## TASK GOAL
Copy every one of the entries below word for word, keeping each line and each coordinate as it appears.

Start of TASK INPUT

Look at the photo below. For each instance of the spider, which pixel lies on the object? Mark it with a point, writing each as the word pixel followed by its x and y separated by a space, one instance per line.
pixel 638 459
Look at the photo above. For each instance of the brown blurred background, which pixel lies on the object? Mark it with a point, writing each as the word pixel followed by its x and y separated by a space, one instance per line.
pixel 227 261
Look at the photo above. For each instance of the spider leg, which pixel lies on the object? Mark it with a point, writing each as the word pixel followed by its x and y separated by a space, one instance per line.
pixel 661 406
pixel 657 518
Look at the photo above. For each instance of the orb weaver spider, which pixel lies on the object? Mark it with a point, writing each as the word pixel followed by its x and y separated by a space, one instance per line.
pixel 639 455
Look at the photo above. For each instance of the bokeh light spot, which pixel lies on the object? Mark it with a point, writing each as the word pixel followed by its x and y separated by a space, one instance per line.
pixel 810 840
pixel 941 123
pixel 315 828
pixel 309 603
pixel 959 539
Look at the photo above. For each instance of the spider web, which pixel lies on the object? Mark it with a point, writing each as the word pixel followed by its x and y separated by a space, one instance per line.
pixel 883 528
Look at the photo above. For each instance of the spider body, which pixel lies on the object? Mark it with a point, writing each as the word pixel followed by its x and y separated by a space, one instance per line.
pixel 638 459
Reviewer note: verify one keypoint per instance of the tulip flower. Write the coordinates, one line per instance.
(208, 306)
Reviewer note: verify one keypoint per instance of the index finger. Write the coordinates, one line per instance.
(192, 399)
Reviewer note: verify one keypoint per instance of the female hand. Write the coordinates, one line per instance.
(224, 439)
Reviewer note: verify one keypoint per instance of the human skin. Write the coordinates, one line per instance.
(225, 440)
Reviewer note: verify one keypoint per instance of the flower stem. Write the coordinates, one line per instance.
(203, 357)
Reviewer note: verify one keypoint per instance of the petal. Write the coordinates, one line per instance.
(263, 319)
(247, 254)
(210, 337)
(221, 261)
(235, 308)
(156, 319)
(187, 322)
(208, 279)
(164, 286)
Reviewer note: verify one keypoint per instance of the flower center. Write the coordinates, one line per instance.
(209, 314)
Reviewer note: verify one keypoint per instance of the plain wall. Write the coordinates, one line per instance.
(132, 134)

End of TASK INPUT

## THE COMPLETED TASK
Look at the photo below. For each instance of the spider, which pixel lies on the object? Mark it with a point, writing each as the word pixel followed by its x and y separated by a space, one instance per line.
pixel 638 459
Look at the photo above. For each instance of the brown blurred background, which pixel lies on the object? Mark it with a point, writing each as the word pixel followed by its x and y separated by a space, one instance per line.
pixel 227 261
Look at the photo above. For each instance of the spider leg, which pixel lies on the object? Mark it with a point, writing each as the word pixel followed by its x and y separated by a space, one instance per line.
pixel 661 406
pixel 657 518
Look at the photo above. For each instance of the orb weaver spider, which pixel lies on the object? Mark it with a point, writing each as the word pixel followed by its x and y separated by a space, one instance per line.
pixel 639 455
Look at the photo above. For each instance of the bokeh light spot, which pixel lies on the object? Mark it with a point, writing each as the word pixel followed by its x and y separated by a space, one instance per line.
pixel 810 840
pixel 941 123
pixel 315 828
pixel 309 603
pixel 959 539
Look at the photo above. For each instance of the spider web, which pixel lies on the object? Mark it with a point, writing each as the word pixel followed by its x and y separated by a space, one instance per line.
pixel 883 528
Look at the photo above. For each instance of the spider body, which pixel lies on the object? Mark it with a point, writing each as the word pixel followed by its x and y separated by a space, one instance per line.
pixel 638 459
Reviewer note: verify one keypoint per instance of the tulip flower. Write the coordinates, one line per instance.
(208, 306)
Reviewer note: verify one keypoint per instance of the index finger. Write the coordinates, one line per instance.
(192, 399)
Reviewer note: verify one keypoint per instance of the female hand. Write the coordinates, one line per instance.
(224, 439)
Reviewer note: verify one keypoint per instance of the human skin. Write the coordinates, one line per instance.
(225, 440)
Reviewer note: verify one keypoint per instance of the flower stem. Write the coordinates, one line per instance.
(203, 357)
Reviewer note: verify one keypoint per instance of the petal. Write the coordinates, one line per instance.
(263, 319)
(247, 254)
(210, 337)
(221, 261)
(235, 308)
(156, 319)
(187, 322)
(208, 279)
(164, 286)
Reviewer note: verify one keypoint per instance of the flower center. Write the coordinates, one line per instance.
(209, 314)
Reviewer note: verify one keypoint per instance of the plain wall. Write the coordinates, one line per instance.
(132, 134)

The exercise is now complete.